* Kutipan Pilihan:
Beauty Contest sebagai Business Judgement versus Persaingan Usaha Tidak Sehat
Kolom

Beauty Contest sebagai Business Judgement versus Persaingan Usaha Tidak Sehat

Beauty Contest adalah sebuah terminologi praktik yang di Indonesia belum ada landasan legalnya, sehingga beauty contest tidak terikat dengan peraturan atau legalitas apapun, termasuk dalam UU Anti Monopoli.

* Data Tersedia:

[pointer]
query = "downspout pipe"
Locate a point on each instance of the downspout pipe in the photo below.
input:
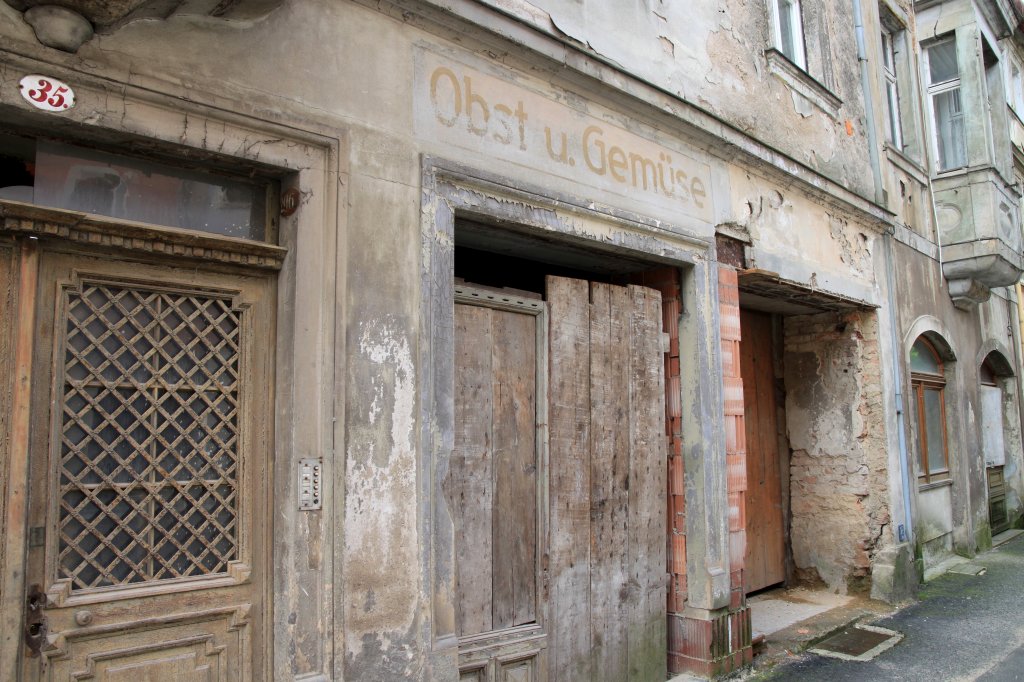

* Yang Dikerjakan: Lanjutkan kutipan tentang beauty contest dan persaingan usaha tidak sehat, mulai setelah kalimat terakhirnya. Baris-baris data tadi diambil dari sumber lain, bukan dari kutipan tersebut.

* Hasil Akhir:
Bacaan 2 Menit
Beauty Contest sebagai Business Judgement versus Persaingan Usaha Tidak Sehat
Hukumonline

Kewenangan Direksi dalam rangka menjalankan perbuatan pengurusan Perseroan, yang secara teoritis di dalam doktrin common law masuk dalam lingkup business judgement adalah berorientasi pada kepentingan dan sesuai dengan maksud dan tujuan Perseroan tersebut. Secara singkat tujuan Perseroan tidak lain adalah mencari profit atau keuntungan. Salah satu perbuatan pengurusan Direksi sebagai business judgement dapat diberi contoh adalah mencari partner bisnis, mitra usaha, untuk bersama-sama mendirikan usaha joint venture yang mekanismenya mungkin mirip dengan mekanisme tender untuk tercapainya tujuan Perseroan tadi. Namun dalam konteks business judgement, pemilihan mitra melalui beauty contest dalam hukum Perseroan merupakan bagian dari wewenang Direksi yang masuk dalam perbuatan pengurusan.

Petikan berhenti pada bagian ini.